# Start of Supplied records
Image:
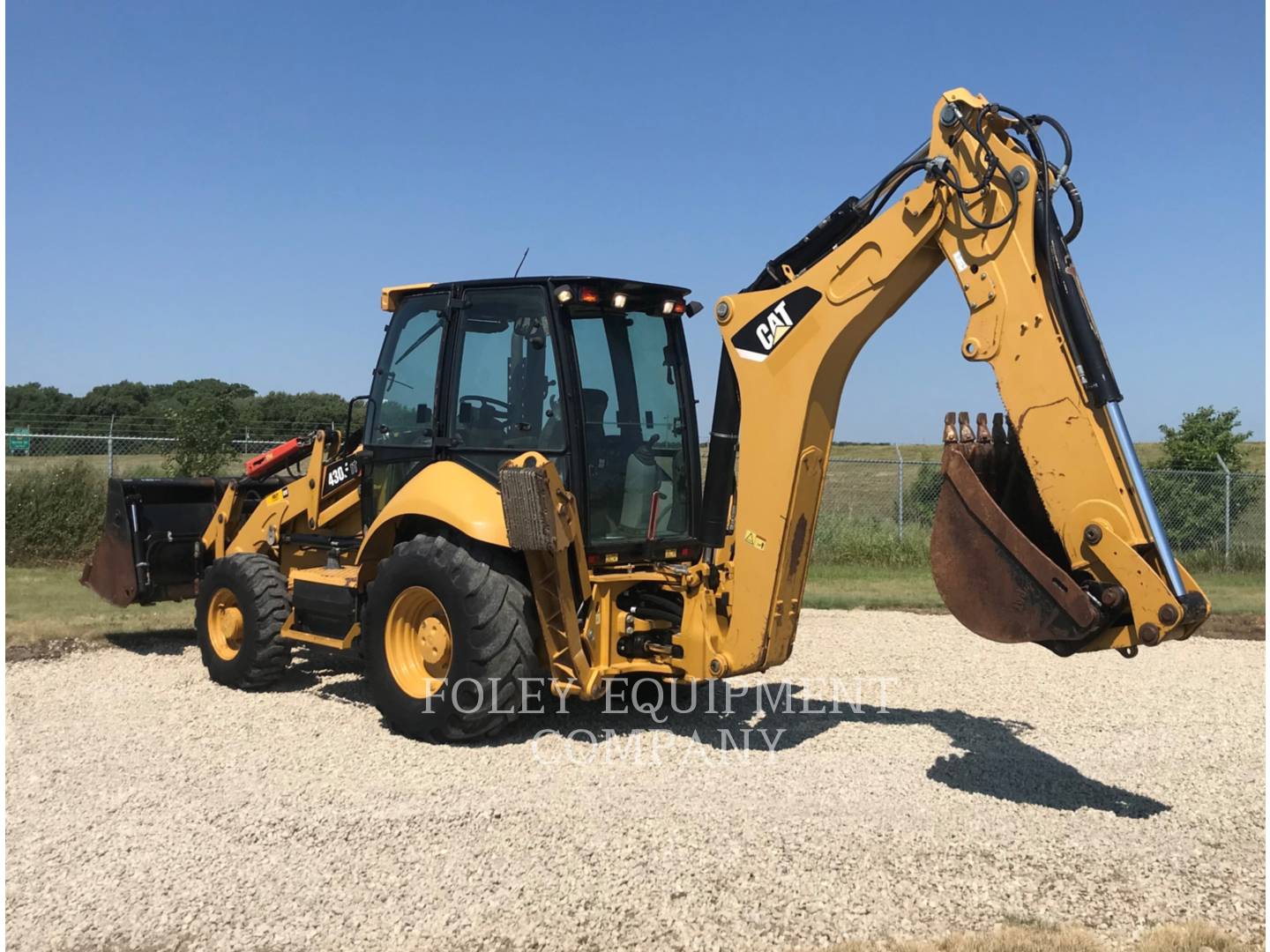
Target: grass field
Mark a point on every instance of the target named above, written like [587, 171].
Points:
[152, 464]
[43, 605]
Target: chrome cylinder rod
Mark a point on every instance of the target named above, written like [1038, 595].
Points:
[1148, 504]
# End of Supplied records
§ Objective
Rewrite all of the data above with every occurrence of "Mark" changed to "Place" and nothing else altered. Leave the pictures out.

§ Response below
Image:
Target: grass field
Place a point on every instance of the target named above, written like [587, 171].
Points:
[152, 464]
[43, 605]
Target: chrome cylinder rod
Place a point on every instance of the target named above, written like [1038, 595].
Points:
[1148, 504]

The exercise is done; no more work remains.